(Records from a dataset)
--- START ---

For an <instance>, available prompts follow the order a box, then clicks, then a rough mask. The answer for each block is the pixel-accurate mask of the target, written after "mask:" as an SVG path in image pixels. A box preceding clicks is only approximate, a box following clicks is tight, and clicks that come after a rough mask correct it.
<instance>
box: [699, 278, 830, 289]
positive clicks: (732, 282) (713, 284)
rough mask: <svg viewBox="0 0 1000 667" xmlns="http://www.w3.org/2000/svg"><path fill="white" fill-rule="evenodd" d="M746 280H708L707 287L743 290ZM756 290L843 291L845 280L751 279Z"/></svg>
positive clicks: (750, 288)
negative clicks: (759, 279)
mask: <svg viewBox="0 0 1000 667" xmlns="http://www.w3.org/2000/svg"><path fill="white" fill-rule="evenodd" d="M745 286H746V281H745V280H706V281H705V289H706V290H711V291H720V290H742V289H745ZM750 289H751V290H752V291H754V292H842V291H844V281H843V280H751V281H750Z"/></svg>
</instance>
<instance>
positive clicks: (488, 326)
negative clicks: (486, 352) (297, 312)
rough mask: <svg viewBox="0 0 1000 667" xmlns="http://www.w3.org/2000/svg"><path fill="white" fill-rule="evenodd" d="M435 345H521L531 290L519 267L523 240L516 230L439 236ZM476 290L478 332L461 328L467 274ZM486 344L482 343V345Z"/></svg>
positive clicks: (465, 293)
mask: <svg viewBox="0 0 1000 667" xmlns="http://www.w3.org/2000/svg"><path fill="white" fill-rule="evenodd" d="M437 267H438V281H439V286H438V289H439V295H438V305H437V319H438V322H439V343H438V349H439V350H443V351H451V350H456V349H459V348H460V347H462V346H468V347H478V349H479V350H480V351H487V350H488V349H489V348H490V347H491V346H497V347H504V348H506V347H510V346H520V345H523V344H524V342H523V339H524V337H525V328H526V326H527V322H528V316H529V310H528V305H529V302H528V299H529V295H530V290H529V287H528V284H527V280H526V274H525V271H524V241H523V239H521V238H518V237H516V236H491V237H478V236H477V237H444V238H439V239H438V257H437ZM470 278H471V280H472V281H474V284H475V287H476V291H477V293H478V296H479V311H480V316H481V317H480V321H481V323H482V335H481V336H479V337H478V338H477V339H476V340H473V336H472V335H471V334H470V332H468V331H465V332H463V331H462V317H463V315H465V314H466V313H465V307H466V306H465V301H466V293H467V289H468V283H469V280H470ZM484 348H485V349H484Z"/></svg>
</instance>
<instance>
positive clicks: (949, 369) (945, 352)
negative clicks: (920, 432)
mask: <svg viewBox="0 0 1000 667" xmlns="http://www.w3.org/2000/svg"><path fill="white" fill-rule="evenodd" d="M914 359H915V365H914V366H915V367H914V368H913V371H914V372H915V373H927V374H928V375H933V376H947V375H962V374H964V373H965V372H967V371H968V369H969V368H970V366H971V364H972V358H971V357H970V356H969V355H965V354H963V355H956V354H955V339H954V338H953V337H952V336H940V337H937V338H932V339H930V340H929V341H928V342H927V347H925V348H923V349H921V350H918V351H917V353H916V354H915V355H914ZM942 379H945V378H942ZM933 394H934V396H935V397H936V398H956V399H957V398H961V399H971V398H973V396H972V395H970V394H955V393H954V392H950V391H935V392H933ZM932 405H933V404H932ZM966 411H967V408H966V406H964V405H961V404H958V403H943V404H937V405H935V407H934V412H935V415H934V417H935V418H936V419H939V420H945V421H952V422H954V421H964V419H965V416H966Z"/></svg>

--- END ---

* _Request_
List every line of the records above that contains the word "rough".

* _Problem solution_
For an <instance>, available prompts follow the order a box, then clicks, then a rough mask. The answer for each block is the pixel-accurate mask of the target, written after "mask:" as an SVG path in image pixels. A box preceding clicks is only approximate, a box following clicks is tight, and clicks that come after a rough mask correct it.
rough mask: <svg viewBox="0 0 1000 667" xmlns="http://www.w3.org/2000/svg"><path fill="white" fill-rule="evenodd" d="M746 280H708L707 287L743 290ZM756 290L843 291L845 280L751 279Z"/></svg>
rough mask: <svg viewBox="0 0 1000 667" xmlns="http://www.w3.org/2000/svg"><path fill="white" fill-rule="evenodd" d="M435 345H521L531 290L519 267L523 240L516 230L439 236ZM476 290L478 332L461 328L467 274ZM486 344L482 343V345Z"/></svg>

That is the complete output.